◆ Written exercise 1:
In the intermediate language text, what does the IL instruction bne stand for?
◆ Written exercise 2:
Extend the intermediate language text, starting after its final sentence.

Intermediate Language
Oct 21, 2022
Intermediate language. C# code has a high level of abstraction. The intermediate language has a lower level—it is a higher level than machine code, but harder to read than C#.
The IL has instructions that manipulate the stack. These instructions, called intermediate language opcodes, reside in a relational database called the metadata.
First, we examine a C# program and the intermediate language generated from the C# code with the C# compiler. The C# increment statement and its IL is highlighted.
Info At L_0000, you can see that the constant number zero is pushed onto the evaluation stack through the instruction ldc.
Detail The instruction "br" indicates a branch. It will change what instruction is executed next based on the condition.
Detail Before WriteLine is called, the location of the local variable is pushed to the evaluation stack. This is used as an argument.
Detail An increment is implemented by pushing a constant one to the evaluation stack, and then using the add instruction to increment.
Detail The line L_0011 implements another instruction that returns control to the beginning of the loop if the condition is met.
using System; class Program { static void Main() { int i = 0; while (i < 10) { Console.WriteLine(i); i++; } } }
.method private hidebysig static void Main() cil managed { .entrypoint .maxstack 2 .locals init ( [0] int32 num) L_0000: ldc.i4.0 L_0001: stloc.0 L_0002: br.s L_000e L_0004: ldloc.0 L_0005: call void [mscorlib]System.Console::WriteLine(int32) L_000a: ldloc.0 L_000b: ldc.i4.1 L_000c: add L_000d: stloc.0 L_000e: ldloc.0 L_000f: ldc.i4.s 10 L_0011: blt.s L_0004 L_0013: ret }
Bne. If-statements are translated into branch instructions. One such intermediate language instruction, bne, stands for branch if not equal.
Detail The important method here is called A(). If its argument is equal to 1, it writes something to the console.
Here The constant 1 is pushed with ldc. And the bne instruction is used. It branches based on the constant.
Finally If the two values on the top of the stack (the constant 1 and the argument int) are not equal, we jump forward to line IL_000f.
using System; class Program { static void Main() { A(0); A(1); A(2); } static void A(int value) { if (value == 1) { Console.WriteLine("Hi"); } else { Console.WriteLine("Bye"); } } }
Bye Hi Bye
.method private hidebysig static void A(int32 'value') cil managed { // Code size 26 (0x1a) .maxstack 8 IL_0000: ldarg.0 IL_0001: ldc.i4.1 IL_0002: bne.un.s IL_000f IL_0004: ldstr "Hi" IL_0009: call void [mscorlib]System.Console::WriteLine(string) IL_000e: ret IL_000f: ldstr "Bye" IL_0014: call void [mscorlib]System.Console::WriteLine(string) IL_0019: ret } // end of method Program::A
Call. A call instruction invokes a static or Shared method. We learn about the call instruction in the .NET Framework's intermediate language.
Detail In the Main method, we create an instance of Program and call its instance method A. Finally we call the static method B.

◆ Dataset content:
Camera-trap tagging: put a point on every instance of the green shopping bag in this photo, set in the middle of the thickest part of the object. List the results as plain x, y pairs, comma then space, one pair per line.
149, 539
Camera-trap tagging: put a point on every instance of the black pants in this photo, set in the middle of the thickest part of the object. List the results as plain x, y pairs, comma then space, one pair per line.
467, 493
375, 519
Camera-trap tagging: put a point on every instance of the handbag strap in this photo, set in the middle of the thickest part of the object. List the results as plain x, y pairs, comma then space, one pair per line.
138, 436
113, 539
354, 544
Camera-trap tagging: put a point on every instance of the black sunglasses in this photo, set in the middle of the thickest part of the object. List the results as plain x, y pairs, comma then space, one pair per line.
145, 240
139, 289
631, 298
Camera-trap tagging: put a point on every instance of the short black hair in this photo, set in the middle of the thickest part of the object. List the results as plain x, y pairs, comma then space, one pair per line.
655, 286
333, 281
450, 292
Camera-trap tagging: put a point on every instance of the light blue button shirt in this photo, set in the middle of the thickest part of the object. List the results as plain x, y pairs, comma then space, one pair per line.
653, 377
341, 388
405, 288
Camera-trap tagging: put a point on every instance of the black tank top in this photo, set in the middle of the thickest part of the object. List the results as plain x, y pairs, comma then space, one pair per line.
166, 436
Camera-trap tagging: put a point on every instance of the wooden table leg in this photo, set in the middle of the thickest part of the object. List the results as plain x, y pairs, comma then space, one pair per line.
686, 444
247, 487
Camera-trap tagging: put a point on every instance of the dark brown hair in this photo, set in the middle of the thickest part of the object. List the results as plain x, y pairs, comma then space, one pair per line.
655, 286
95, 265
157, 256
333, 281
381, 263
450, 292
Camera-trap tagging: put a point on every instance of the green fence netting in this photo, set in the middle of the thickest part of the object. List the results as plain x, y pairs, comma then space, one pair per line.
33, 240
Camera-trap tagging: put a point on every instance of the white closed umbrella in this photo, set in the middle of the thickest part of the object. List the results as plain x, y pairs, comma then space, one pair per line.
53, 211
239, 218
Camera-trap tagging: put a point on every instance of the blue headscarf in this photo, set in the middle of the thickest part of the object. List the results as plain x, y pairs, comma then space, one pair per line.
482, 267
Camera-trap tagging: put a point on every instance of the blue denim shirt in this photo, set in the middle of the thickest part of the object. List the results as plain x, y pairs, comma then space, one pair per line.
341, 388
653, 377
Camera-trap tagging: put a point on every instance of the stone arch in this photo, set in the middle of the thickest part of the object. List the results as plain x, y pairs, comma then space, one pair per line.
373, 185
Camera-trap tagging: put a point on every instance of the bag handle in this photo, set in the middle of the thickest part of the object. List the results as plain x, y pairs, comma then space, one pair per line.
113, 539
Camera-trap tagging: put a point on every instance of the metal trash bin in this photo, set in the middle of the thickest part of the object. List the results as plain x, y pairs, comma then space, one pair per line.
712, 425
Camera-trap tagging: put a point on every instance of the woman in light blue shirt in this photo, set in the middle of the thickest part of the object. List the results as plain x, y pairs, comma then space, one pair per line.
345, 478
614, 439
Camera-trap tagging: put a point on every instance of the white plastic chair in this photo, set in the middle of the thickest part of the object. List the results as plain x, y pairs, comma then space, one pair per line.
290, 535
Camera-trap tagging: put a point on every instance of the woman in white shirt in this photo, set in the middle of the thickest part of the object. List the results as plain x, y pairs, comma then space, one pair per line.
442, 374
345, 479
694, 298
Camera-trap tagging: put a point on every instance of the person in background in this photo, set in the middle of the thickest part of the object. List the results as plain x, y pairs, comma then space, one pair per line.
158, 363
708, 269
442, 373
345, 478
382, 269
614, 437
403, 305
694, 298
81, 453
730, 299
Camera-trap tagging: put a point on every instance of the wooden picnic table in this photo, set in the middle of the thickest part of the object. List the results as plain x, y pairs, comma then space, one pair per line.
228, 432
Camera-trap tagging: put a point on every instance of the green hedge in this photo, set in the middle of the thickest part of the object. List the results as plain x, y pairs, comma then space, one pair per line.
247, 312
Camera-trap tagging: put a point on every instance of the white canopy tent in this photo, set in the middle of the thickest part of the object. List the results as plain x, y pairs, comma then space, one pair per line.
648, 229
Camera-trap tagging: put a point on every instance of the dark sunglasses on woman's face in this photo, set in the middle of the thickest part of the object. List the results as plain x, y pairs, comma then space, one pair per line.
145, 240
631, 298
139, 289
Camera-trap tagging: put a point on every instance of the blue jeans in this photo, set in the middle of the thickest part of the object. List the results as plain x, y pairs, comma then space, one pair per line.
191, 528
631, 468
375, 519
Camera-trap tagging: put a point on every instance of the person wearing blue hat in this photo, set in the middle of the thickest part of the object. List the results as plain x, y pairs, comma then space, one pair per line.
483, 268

◆ Result 1:
Branch if not equal.

◆ Result 2:
class Program { void A() { } static void B() { } static void Main() { Program p = new Program(); p.A(); Program.B(); } }
.method private hidebysig static void Main() cil managed { .entrypoint // Code size 18 (0x12) .maxstack 1 .locals init ([0] class Program p) IL_0000: newobj instance void Program::.ctor() IL_0005: stloc.0 IL_0006: ldloc.0 IL_0007: callvirt instance void Program::A() IL_000c: call void Program::B() IL_0011: ret } // end of method Program::Main
Callvirt. This is an intermediate language instruction. It is used on instance methods. The call instruction meanwhile is used on static methods.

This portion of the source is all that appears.